* **Goal of the exercise**: Reproduce the passage of the post below, from "2. Stephen Fucking" up to and including "those of communism.".

Wankers of the Week: The Fappening ain’t happening


Crappy weekend, everyone! So, I guess you all heard about The Fappening, where all the wankers of Reddit gathered for a circle-jerk over the stolen photos (and the violated privacy) of a number of famous young women. Sadly for those wankers, charities are refusing to act as an instant purge for their slimy consciences, or profit off the misfortune of a group of high-profile hacking victims. And now they’ve been banned from Reddit, too! Awww, too bad! Guess throwing money at good causes doesn’t make everything all right, after all. And here are some other wankers who also couldn’t buy their way out of a wet paper bag:

1. Cee Lo Fucking Green. Yeah, that’s right, Mr. Fuck You — it is SO rape, even if she can’t remember a bit of it. Because if you drugged her to make it so, and she woke up not knowing how she got naked and landed up in your bed, yup, that’s rape too. And no, not all real victims remember. Who the hell do you think you are to try to define rape, anyway — Todd Fucking Akin?

2. Stephen Fucking Harper. If you’re going to build stupid-ass monuments to the “victims of communism”, there are two other things you should also do: (a) NOT steal land that was designated toward a judicial building named for Pierre Trudeau, who understood human rights far better than you ever will, and (b) don’t forget the victims of capitalism (and its handmaiden, fascism) — they are FAR more numerous than those of communism.

3. Vincent Fucking Rue. No, hating abortion does not mean you love life. And hating it with a passion doesn’t make you an expert in it, either. Much less one to be consulted regarding abortion law, in which you are not an expert either.

Region annotation entries:
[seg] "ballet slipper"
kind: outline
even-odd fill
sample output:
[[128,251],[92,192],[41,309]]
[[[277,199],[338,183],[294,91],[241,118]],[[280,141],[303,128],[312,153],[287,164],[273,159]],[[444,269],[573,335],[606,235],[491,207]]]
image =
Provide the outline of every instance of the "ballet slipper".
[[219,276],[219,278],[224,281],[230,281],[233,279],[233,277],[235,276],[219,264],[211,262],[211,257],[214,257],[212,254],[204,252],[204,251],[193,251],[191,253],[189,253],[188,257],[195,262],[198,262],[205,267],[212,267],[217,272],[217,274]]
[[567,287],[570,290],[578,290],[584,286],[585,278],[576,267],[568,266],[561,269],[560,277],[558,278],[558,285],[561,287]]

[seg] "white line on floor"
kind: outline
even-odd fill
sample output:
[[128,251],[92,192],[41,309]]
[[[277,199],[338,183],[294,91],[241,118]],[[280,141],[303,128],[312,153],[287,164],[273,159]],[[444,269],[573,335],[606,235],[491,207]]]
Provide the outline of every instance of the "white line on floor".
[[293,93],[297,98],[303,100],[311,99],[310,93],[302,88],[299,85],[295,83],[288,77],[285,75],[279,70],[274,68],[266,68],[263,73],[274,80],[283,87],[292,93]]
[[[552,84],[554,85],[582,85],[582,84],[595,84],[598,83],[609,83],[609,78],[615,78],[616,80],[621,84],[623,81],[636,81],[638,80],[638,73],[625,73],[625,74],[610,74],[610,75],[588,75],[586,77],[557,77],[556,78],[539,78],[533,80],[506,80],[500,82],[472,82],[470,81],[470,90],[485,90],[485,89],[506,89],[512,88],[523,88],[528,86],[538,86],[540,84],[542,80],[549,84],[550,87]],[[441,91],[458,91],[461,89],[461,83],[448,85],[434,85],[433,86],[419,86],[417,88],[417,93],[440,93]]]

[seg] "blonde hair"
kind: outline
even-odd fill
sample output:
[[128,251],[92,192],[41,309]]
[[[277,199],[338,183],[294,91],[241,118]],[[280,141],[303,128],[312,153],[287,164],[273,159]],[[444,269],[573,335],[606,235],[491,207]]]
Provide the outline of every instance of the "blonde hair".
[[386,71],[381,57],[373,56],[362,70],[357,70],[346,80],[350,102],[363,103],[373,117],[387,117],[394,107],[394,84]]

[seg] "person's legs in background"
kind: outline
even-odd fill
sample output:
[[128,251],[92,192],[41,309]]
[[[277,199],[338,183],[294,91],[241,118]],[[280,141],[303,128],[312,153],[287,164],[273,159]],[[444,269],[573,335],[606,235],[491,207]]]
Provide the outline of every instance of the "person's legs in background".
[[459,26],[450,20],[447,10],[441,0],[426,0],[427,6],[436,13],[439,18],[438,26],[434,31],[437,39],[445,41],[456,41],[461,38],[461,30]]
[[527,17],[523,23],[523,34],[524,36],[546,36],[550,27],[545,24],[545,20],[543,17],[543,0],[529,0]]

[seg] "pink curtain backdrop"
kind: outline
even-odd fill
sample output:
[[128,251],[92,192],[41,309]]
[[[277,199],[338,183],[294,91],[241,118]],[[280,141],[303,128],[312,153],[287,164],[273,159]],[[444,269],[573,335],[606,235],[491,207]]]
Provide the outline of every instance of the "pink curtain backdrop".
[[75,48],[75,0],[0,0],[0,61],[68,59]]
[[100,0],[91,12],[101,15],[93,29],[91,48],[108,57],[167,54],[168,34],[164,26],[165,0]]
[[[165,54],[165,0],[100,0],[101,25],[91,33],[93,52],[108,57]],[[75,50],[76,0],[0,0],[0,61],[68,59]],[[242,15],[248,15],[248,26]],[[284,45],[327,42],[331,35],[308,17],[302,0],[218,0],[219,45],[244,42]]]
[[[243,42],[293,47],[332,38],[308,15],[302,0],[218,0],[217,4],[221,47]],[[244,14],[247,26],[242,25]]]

* **Exercise response**:
2. Stephen Fucking Harper. If you’re going to build stupid-ass monuments to the “victims of communism”, there are two other things you should also do: (a) NOT steal land that was designated toward a judicial building named for Pierre Trudeau, who understood human rights far better than you ever will, and (b) don’t forget the victims of capitalism (and its handmaiden, fascism) — they are FAR more numerous than those of communism.